**EXERCISE**
Everything from the line containing "In every instance, a" to the end of the records should be reproduced exactly, and nothing before it.

**SOURCE MATERIAL**
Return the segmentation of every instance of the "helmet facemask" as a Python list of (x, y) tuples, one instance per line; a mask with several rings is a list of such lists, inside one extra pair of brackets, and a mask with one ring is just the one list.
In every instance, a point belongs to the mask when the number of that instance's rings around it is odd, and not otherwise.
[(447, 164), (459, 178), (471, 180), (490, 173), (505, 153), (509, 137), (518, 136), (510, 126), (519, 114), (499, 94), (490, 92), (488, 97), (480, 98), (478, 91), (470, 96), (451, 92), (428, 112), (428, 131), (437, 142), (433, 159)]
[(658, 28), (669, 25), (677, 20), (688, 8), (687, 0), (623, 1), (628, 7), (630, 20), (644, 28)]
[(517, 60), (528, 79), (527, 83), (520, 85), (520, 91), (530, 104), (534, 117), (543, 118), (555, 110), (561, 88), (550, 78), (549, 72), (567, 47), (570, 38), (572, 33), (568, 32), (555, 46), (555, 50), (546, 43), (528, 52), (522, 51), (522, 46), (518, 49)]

**RESULT OF THE TASK**
In every instance, a point belongs to the mask when the number of that instance's rings around it is odd, and not otherwise.
[(447, 164), (459, 178), (471, 180), (490, 173), (505, 153), (509, 137), (518, 136), (510, 126), (519, 114), (499, 94), (490, 92), (488, 97), (480, 98), (478, 91), (470, 96), (451, 92), (428, 112), (428, 131), (437, 142), (433, 159)]
[(658, 28), (669, 25), (677, 20), (688, 8), (687, 0), (623, 1), (628, 7), (630, 20), (644, 28)]
[(517, 60), (528, 79), (527, 83), (520, 85), (520, 91), (530, 104), (534, 117), (543, 118), (555, 110), (561, 88), (550, 78), (549, 72), (567, 47), (570, 38), (572, 33), (568, 32), (555, 46), (555, 50), (546, 43), (528, 52), (522, 51), (522, 46), (518, 49)]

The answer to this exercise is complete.